*PROBLEM STATEMENT*. Format the listing below as a JSON list of strings, one string per line, with blank lines left out. Leave the pictures out of the result.

# ROWS start

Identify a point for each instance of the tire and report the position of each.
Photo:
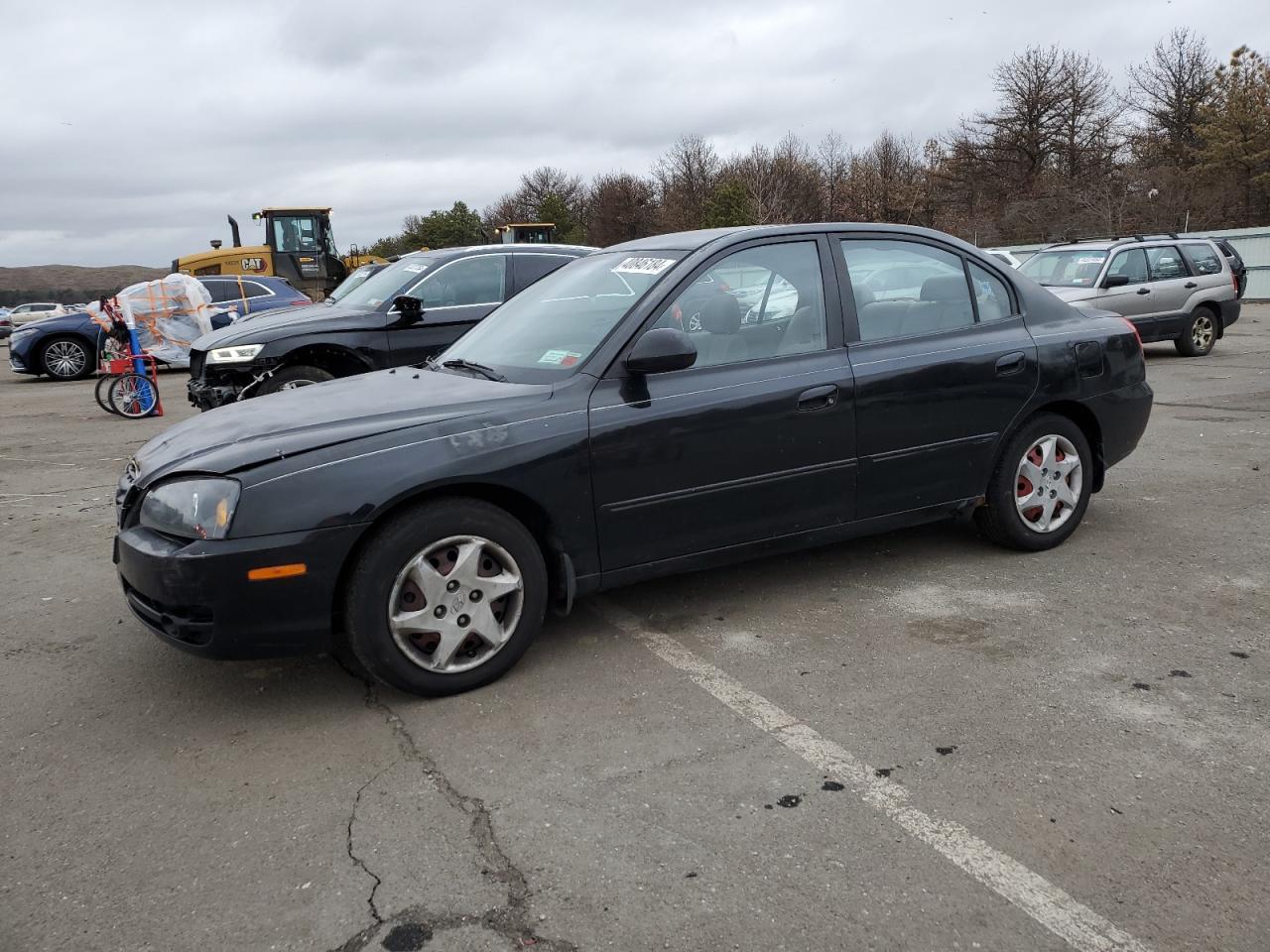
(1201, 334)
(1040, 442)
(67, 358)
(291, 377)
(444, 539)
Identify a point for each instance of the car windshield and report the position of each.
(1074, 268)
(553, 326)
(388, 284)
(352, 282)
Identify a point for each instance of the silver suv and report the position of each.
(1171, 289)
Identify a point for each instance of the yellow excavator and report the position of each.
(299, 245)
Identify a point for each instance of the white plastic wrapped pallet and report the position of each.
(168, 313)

# ROWS end

*THE REPLY*.
[
  "Identify a point for each instance of the tire and report the position of each.",
  "Photo:",
  "(1201, 334)",
  "(1040, 442)",
  "(67, 358)",
  "(291, 377)",
  "(444, 539)",
  "Identify a point for each instance of the car windshield and report the position of each.",
  "(1074, 268)",
  "(553, 326)",
  "(388, 284)",
  "(352, 282)",
  "Identify a point for each instance of the silver suv and report the position of each.",
  "(1171, 289)",
  "Identify a point for each instance of the yellow excavator and report the position of each.",
  "(299, 245)",
  "Identify a point for each instance of the white plastic wrapped pallet and report the position of each.",
  "(168, 313)"
]